Instructions to follow
Could you print the whole passage on IoT device classification below, word for word with nothing changed?

Page extract
(begin)
Traditional device classification methods based on rule-based classification offer computational efficiency and are effective in recognizing known or unknown devices based on predefined patterns. However, these systems depend heavily on expert-defined rules and require manual updates to remain effective. Any modification, addition of new device attributes, or emergence of novel device types necessitates rewriting or extending the rule base. This inflexibility limits scalability and adaptability in dynamic IoT environments. Moreover, rule-based methods struggle to generalize across diverse device behaviors, reducing their robustness in complex or evolving networks [
10].
In recent years, AI and ML have shown promise in improving IoT device classification using passive traffic analysis [
11]. Yet, most conventional ML models grow in complexity as device diversity increases and may require substantial computational overhead or frequent retraining, an impractical requirement for resource-limited or air-gapped environments. To address these limitations, lightweight and explainable models are needed to offer high accuracy without compromising scalability or security posture.
Beyond accurate device classification, unknown device detection is essential for enforcing Zero Trust principles in IoT networks [
12]. Zero Trust assumes that no device should be inherently trusted, and continuous verification is required to prevent unauthorized access or lateral movement. Detecting unknown or unregistered devices in real-time serves as a first line of defense, enabling the network to block suspicious activity and enforce least privilege access policies. Given that IoT ecosystems are inherently resource-constrained, implementing unknown detection as an integrated component of the same classification model, rather than deploying it as an additional standalone layer, is critical.
(end)
Dataset records on object locations
(begin)
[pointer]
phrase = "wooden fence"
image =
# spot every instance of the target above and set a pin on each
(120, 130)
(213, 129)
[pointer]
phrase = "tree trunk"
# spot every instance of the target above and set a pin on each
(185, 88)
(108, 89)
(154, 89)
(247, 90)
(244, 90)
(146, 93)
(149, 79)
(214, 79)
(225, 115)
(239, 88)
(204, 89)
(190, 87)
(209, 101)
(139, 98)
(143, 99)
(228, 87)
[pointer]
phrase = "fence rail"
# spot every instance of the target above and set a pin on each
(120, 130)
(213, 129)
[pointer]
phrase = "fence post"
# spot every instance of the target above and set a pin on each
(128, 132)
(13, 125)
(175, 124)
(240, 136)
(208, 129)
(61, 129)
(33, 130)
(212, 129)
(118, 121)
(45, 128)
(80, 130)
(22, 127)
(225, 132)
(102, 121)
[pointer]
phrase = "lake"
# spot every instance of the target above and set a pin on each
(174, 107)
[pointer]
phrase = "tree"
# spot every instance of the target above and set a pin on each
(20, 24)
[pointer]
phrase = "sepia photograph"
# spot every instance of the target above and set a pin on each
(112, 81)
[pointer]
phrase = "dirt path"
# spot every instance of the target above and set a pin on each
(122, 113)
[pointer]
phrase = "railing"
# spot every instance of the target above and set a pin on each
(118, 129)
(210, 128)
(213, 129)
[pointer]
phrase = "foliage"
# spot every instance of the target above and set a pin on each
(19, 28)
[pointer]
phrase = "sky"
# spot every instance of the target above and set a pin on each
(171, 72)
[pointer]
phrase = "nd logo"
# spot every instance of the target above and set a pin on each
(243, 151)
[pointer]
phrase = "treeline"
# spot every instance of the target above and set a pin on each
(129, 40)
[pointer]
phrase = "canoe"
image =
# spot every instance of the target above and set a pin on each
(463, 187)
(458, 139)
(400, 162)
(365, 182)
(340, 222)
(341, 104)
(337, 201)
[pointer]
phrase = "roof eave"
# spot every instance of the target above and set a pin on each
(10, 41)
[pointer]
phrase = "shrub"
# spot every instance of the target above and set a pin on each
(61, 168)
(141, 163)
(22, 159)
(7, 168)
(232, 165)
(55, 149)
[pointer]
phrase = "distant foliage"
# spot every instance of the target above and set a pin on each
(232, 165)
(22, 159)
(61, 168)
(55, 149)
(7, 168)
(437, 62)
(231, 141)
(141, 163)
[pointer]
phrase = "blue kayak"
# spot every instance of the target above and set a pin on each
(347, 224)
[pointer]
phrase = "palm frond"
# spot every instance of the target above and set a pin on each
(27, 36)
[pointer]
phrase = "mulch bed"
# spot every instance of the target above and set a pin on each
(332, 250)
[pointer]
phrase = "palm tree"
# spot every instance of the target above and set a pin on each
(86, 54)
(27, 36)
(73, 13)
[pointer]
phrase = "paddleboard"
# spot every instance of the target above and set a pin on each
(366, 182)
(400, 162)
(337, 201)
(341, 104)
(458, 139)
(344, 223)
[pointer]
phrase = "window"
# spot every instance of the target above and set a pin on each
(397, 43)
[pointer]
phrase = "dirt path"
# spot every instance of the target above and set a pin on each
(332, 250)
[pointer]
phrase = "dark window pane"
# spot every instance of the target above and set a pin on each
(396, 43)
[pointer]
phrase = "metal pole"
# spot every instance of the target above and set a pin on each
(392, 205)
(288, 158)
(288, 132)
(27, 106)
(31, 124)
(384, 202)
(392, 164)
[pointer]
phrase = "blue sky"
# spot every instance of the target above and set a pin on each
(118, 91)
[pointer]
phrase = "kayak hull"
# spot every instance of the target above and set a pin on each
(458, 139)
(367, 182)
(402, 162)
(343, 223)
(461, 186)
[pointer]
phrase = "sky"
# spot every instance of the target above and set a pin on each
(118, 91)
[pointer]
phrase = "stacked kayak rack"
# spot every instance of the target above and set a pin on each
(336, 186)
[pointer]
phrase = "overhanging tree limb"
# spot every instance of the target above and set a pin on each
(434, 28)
(end)
Solution for this task
Traditional device classification methods based on rule-based classification offer computational efficiency and are effective in recognizing known or unknown devices based on predefined patterns. However, these systems depend heavily on expert-defined rules and require manual updates to remain effective. Any modification, addition of new device attributes, or emergence of novel device types necessitates rewriting or extending the rule base. This inflexibility limits scalability and adaptability in dynamic IoT environments. Moreover, rule-based methods struggle to generalize across diverse device behaviors, reducing their robustness in complex or evolving networks [
10].
In recent years, AI and ML have shown promise in improving IoT device classification using passive traffic analysis [
11]. Yet, most conventional ML models grow in complexity as device diversity increases and may require substantial computational overhead or frequent retraining, an impractical requirement for resource-limited or air-gapped environments. To address these limitations, lightweight and explainable models are needed to offer high accuracy without compromising scalability or security posture.
Beyond accurate device classification, unknown device detection is essential for enforcing Zero Trust principles in IoT networks [
12]. Zero Trust assumes that no device should be inherently trusted, and continuous verification is required to prevent unauthorized access or lateral movement. Detecting unknown or unregistered devices in real-time serves as a first line of defense, enabling the network to block suspicious activity and enforce least privilege access policies. Given that IoT ecosystems are inherently resource-constrained, implementing unknown detection as an integrated component of the same classification model, rather than deploying it as an additional standalone layer, is critical.